[SELECTED TEXT]

****************

Today we are celebrating the 100th Birth Anniversary of Ven. Ñānavīra Thera. For this occasion we build a new kuti at Hillside Hermitage in memory of Ven. Ñānavīra and created this new website of Path Press.
May this day remind you to strive diligently to see the Dhamma. If Ven. Ñānavīra was able to achieve that, so you can.
About Ven. Ñānavīra Thera
Ven. Ñānavīra Thera was born Harold Edward Musson, on the 5th of January, 1920, in a military barracks in England. His father, Edward Lionel Musson, was Captain in the 1st Manchester Regiment stationed in the Salamanca Barracks in Aldershot. A career officer, Edward Musson reached the rank of Lieutenant Colonel, D.S.O., M.C. The father apparently expected his son, an only child, to follow in his footsteps. Some people from his town remembered the youth as a rather solitary teen-ager, living in a duty-bound atmosphere which generated some occasional tendencies toward rebelliousness. He was noticably inclined to introspection and contemplation. A neighbour of the family recalled his telling her, much to her puzzlement, that he often enjoyed walking alone in the London fogs. She also recalled his marked distaste for a tiger-skin proudly displayed by his father in the foyer of “Wivelrod House”, the country residence in the Hampshires. It was a trophy of a hunt in India or Burma. His mother, née Laura Emily Mateer, appeared to have been devoted to her son; “possibly over-devoted to him”, one person commented, “as her only child”. She was deeply sorrowed by her son’s departure for Ceylon at the age of 28, and desperately attempted by a visit there to persuade him to forsake his monastic existence and return to England.

****************

[INFORMATION PROVIDED]
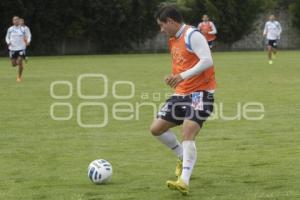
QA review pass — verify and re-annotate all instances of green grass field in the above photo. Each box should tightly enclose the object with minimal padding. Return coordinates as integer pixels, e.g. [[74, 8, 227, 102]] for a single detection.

****************

[APPLY WHAT YOU READ]
**1)** According to the text about Ven. Ñānavīra Thera, what name was he born with?
**2)** List every country named in the text about Ven. Ñānavīra Thera.
**3)** Translate this sentence from the Ñānavīra Thera text into Spanish: "The father apparently expected his son, an only child, to follow in his footsteps."
The lines have no connection to the text about Ven. Ñānavīra Thera.

[EXERCISE RESULTS]
**1)** Harold Edward Musson

**2)** England, India, Burma, Ceylon

**3)** Al parecer, el padre esperaba que su hijo, hijo único, siguiera sus pasos.